# EXERCISE OBJECTIVE:
Copy the following lines without any changes.

:: EXTRACTED INFORMATION ::

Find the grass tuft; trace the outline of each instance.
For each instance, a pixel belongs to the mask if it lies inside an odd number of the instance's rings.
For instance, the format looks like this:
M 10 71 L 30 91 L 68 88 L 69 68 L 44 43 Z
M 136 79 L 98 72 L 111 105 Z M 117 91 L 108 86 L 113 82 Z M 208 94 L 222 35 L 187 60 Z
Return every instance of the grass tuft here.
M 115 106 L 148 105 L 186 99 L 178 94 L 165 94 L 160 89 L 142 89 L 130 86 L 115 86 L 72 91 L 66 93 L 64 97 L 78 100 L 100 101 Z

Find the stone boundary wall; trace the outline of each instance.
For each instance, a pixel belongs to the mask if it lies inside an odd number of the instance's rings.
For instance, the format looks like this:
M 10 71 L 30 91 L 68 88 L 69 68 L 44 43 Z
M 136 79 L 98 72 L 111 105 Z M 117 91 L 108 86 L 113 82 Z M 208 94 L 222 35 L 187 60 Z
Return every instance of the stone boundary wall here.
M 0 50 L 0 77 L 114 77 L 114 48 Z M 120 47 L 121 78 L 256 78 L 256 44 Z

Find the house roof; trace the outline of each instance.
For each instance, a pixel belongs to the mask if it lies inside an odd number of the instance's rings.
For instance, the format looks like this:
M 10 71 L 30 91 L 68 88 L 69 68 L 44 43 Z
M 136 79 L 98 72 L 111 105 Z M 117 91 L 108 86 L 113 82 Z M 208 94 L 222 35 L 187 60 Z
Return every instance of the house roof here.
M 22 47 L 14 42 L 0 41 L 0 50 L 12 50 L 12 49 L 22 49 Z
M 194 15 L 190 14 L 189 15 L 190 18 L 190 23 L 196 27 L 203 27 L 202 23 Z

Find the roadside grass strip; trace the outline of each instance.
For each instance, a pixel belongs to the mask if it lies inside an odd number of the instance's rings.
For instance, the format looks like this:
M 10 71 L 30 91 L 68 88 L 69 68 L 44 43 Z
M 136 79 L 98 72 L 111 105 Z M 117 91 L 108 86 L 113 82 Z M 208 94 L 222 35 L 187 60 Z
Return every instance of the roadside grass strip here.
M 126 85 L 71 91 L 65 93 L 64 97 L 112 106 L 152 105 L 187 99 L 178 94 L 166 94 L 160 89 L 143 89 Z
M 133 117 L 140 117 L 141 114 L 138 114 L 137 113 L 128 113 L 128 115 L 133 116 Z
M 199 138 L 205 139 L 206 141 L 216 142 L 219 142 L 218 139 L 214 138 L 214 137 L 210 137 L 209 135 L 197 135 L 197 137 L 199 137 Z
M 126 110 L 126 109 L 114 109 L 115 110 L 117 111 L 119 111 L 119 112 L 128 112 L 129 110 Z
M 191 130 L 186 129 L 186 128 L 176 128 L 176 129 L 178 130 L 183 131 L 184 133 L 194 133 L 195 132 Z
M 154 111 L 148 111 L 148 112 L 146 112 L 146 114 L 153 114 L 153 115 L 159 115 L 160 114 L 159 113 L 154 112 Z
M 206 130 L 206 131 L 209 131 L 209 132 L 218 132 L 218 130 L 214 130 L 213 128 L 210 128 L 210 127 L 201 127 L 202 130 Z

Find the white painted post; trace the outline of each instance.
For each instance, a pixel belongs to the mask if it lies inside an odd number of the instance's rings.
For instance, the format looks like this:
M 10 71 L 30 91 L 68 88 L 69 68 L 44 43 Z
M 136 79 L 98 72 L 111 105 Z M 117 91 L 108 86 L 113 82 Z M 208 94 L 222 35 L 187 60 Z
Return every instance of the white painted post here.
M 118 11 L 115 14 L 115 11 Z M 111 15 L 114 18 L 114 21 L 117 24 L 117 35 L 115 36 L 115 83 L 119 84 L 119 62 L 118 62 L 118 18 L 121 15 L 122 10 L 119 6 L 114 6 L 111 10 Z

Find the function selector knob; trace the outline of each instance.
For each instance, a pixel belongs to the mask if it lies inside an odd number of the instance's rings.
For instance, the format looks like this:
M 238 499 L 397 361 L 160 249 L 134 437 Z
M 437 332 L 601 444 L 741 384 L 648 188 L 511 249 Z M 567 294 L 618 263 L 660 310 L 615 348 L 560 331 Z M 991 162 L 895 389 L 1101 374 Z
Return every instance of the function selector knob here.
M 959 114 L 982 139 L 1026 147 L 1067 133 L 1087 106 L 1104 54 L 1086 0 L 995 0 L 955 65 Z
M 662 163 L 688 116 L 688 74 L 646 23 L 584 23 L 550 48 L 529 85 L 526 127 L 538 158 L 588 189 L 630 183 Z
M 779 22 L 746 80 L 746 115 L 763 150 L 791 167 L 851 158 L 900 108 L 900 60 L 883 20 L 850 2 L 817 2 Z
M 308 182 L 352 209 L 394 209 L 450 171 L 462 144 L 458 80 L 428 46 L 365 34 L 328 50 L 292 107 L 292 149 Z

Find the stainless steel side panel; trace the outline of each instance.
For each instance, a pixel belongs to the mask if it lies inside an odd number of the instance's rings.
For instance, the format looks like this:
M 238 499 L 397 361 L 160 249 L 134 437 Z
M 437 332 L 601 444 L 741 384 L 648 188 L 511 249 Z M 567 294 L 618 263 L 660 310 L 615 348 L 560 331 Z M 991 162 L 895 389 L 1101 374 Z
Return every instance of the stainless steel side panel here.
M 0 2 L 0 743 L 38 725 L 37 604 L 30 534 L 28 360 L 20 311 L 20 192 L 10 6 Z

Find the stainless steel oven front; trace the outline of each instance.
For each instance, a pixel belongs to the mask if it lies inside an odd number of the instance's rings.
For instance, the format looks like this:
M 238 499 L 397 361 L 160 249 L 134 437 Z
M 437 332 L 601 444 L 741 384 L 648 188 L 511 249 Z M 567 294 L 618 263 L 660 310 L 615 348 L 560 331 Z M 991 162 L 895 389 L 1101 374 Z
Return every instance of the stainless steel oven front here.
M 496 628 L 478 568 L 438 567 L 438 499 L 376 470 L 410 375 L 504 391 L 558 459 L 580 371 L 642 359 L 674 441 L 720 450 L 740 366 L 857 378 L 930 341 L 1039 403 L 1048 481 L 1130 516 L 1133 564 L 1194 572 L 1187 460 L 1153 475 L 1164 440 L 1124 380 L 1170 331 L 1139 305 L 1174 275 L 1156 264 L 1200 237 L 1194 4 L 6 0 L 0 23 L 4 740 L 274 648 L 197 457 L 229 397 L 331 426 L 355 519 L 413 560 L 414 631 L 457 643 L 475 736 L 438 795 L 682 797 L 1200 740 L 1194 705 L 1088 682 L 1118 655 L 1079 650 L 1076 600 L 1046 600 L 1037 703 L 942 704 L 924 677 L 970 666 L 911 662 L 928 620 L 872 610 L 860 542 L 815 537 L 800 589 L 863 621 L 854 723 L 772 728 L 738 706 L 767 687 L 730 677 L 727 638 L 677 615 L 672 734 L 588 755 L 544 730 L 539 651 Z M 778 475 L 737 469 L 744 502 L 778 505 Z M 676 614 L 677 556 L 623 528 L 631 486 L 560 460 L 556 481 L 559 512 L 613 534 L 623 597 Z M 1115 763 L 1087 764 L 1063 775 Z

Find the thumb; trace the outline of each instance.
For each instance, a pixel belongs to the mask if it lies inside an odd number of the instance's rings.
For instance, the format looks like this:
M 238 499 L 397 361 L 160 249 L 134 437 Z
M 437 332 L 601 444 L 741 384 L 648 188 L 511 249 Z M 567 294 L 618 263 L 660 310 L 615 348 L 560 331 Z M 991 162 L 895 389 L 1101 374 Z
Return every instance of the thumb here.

:::

# OUTPUT FOR THIS EXERCISE:
Find the grass tuft; trace the outline of each instance.
For each instance, a pixel belongs to the mask if it lies inside an odd number of the instance's rings.
For instance, the format looks like this:
M 10 71 L 30 91 L 68 88 L 69 68 L 44 43 Z
M 136 79 L 98 72 L 111 105 Z M 117 91 L 108 86 L 113 82 Z M 208 94 L 222 35 L 187 60 Z
Return every instance of the grass tuft here.
M 115 106 L 148 105 L 186 99 L 178 94 L 165 94 L 160 89 L 142 89 L 130 86 L 115 86 L 72 91 L 66 93 L 64 97 L 78 100 L 100 101 Z

Find the stone boundary wall; trace the outline of each instance.
For each instance, a pixel belongs to the mask if it lies inside an odd number of the instance's rings.
For instance, the format looks like this:
M 10 71 L 30 91 L 68 88 L 69 68 L 44 43 Z
M 136 79 L 98 72 L 111 105 Z M 117 91 L 108 86 L 113 82 Z M 208 94 L 222 35 L 187 60 Z
Return every instance of the stone boundary wall here.
M 0 50 L 0 77 L 114 77 L 114 48 Z M 120 47 L 121 78 L 256 78 L 256 44 Z

Find the house roof; trace the outline of each instance.
For each instance, a pixel belongs to the mask if it lies inside an odd number of the instance's rings.
For instance, the format looks like this:
M 10 71 L 30 91 L 68 88 L 69 68 L 44 43 Z
M 136 79 L 98 72 L 111 105 Z M 117 91 L 108 86 L 113 82 Z M 208 94 L 222 35 L 187 60 Z
Return every instance of the house roof here.
M 22 47 L 14 42 L 0 41 L 0 50 L 12 50 L 12 49 L 22 49 Z
M 194 15 L 190 14 L 189 15 L 190 18 L 190 23 L 196 27 L 203 27 L 202 23 Z

Find the roadside grass strip; trace the outline of each instance.
For each instance, a pixel belongs to the mask if it lies inside an odd number of the instance's rings.
For instance, the format looks like this:
M 10 71 L 30 91 L 68 88 L 69 68 L 44 43 Z
M 136 79 L 98 72 L 111 105 Z M 117 91 L 108 86 L 113 82 Z M 208 94 L 222 35 L 187 60 Z
Return every instance of the roadside grass strip here.
M 126 85 L 71 91 L 65 93 L 64 97 L 112 106 L 152 105 L 187 99 L 178 94 L 166 94 L 160 89 L 143 89 Z
M 133 117 L 140 117 L 141 114 L 138 114 L 137 113 L 128 113 L 128 115 L 133 116 Z
M 199 138 L 205 139 L 206 141 L 216 142 L 219 142 L 218 139 L 214 138 L 214 137 L 210 137 L 209 135 L 197 135 L 197 137 L 199 137 Z
M 126 110 L 126 109 L 114 109 L 115 110 L 117 111 L 119 111 L 119 112 L 128 112 L 129 110 Z
M 191 130 L 186 129 L 186 128 L 176 128 L 176 129 L 178 130 L 183 131 L 184 133 L 194 133 L 195 132 Z
M 154 111 L 148 111 L 148 112 L 146 112 L 146 114 L 153 114 L 153 115 L 159 115 L 160 114 L 159 113 L 154 112 Z
M 206 130 L 206 131 L 209 131 L 209 132 L 218 132 L 218 130 L 214 130 L 213 128 L 210 128 L 210 127 L 201 127 L 202 130 Z

Find the white painted post; trace the outline of each instance.
For each instance, a pixel belongs to the mask if it lies inside an odd number of the instance's rings.
For instance, the format looks like this:
M 10 71 L 30 91 L 68 88 L 69 68 L 44 43 Z
M 136 79 L 98 72 L 111 105 Z M 117 91 L 108 86 L 113 82 Z M 208 94 L 222 35 L 187 60 Z
Return every instance of the white painted post here.
M 118 11 L 115 14 L 115 11 Z M 111 15 L 114 18 L 114 21 L 117 24 L 117 35 L 115 36 L 115 83 L 119 84 L 119 62 L 118 62 L 118 18 L 121 15 L 122 10 L 119 6 L 114 6 L 111 10 Z

Find the function selector knob; trace the outline of each instance.
For each instance, a pixel belongs to the mask if it lies inside an odd number of the instance's rings.
For instance, the format looks like this:
M 238 499 L 397 361 L 160 249 L 134 437 Z
M 437 332 L 601 444 L 741 384 L 648 188 L 511 249 Z M 567 294 L 618 263 L 660 310 L 615 348 L 560 331 Z M 991 162 L 895 389 L 1101 374 Z
Return every instance of the function selector knob here.
M 959 114 L 982 139 L 1026 147 L 1067 133 L 1087 106 L 1104 54 L 1086 0 L 995 0 L 955 65 Z
M 662 163 L 688 116 L 688 74 L 646 23 L 584 23 L 550 48 L 529 85 L 526 127 L 538 158 L 588 189 L 630 183 Z
M 779 22 L 746 80 L 746 115 L 763 150 L 791 167 L 851 158 L 900 108 L 900 60 L 883 20 L 850 2 L 817 2 Z
M 308 182 L 352 209 L 394 209 L 450 171 L 462 144 L 458 80 L 428 46 L 365 34 L 328 50 L 292 107 L 292 149 Z

Find the stainless steel side panel; trace the outline of each instance.
For each instance, a pixel belongs to the mask if it lies inside an odd number of the instance's rings.
For instance, the format looks like this:
M 238 499 L 397 361 L 160 249 L 134 437 Z
M 437 332 L 601 444 L 741 384 L 648 188 L 511 249 Z M 567 294 L 618 263 L 660 310 L 615 348 L 560 331 Z M 991 162 L 895 389 L 1101 374 Z
Return every instance of the stainless steel side panel here.
M 0 2 L 0 743 L 38 725 L 37 604 L 30 534 L 28 360 L 20 311 L 20 192 L 10 6 Z

Find the stainless steel oven front; trace the outline of each instance.
For each instance, a pixel belongs to the mask if it lies inside an odd number of the instance's rings.
For instance, the format looks like this:
M 238 499 L 397 361 L 160 249 L 134 437 Z
M 437 332 L 601 444 L 741 384 L 648 188 L 511 249 Z M 567 294 L 618 263 L 660 310 L 615 348 L 560 331 Z M 991 162 L 895 389 L 1101 374 Z
Return every instance of the stainless steel oven front here.
M 496 628 L 478 568 L 438 567 L 438 499 L 376 470 L 410 375 L 504 391 L 558 459 L 580 371 L 642 359 L 674 441 L 720 450 L 740 366 L 857 378 L 930 341 L 1039 403 L 1048 481 L 1130 516 L 1133 564 L 1194 572 L 1187 460 L 1153 475 L 1164 440 L 1124 380 L 1170 331 L 1139 305 L 1174 275 L 1156 264 L 1200 237 L 1194 4 L 6 0 L 0 23 L 4 740 L 274 648 L 197 457 L 229 397 L 331 426 L 355 519 L 413 560 L 414 631 L 457 643 L 475 736 L 438 795 L 682 797 L 1200 740 L 1194 705 L 1088 682 L 1118 655 L 1079 650 L 1076 600 L 1046 600 L 1037 703 L 942 704 L 924 677 L 970 666 L 911 662 L 928 620 L 872 610 L 860 542 L 815 537 L 800 589 L 863 621 L 854 723 L 772 728 L 738 706 L 767 687 L 730 677 L 727 638 L 677 615 L 672 734 L 588 755 L 544 730 L 539 651 Z M 778 475 L 737 469 L 744 502 L 778 505 Z M 676 614 L 677 556 L 623 528 L 631 486 L 560 460 L 556 481 L 559 512 L 613 534 L 623 597 Z M 1115 763 L 1087 764 L 1063 775 Z

Find the thumb; trace the outline of each instance.
For each instance, a pixel belongs to the mask if it lies inside an odd number of the instance's rings.
For instance, the format looks like this:
M 238 499 L 397 361 L 160 249 L 134 437 Z
M 437 332 L 601 444 L 741 384 L 648 188 L 511 249 Z M 567 294 L 618 263 L 660 310 L 615 348 L 560 331 Z M 991 162 L 895 389 L 1101 374 Z
Return every instance of the thumb here.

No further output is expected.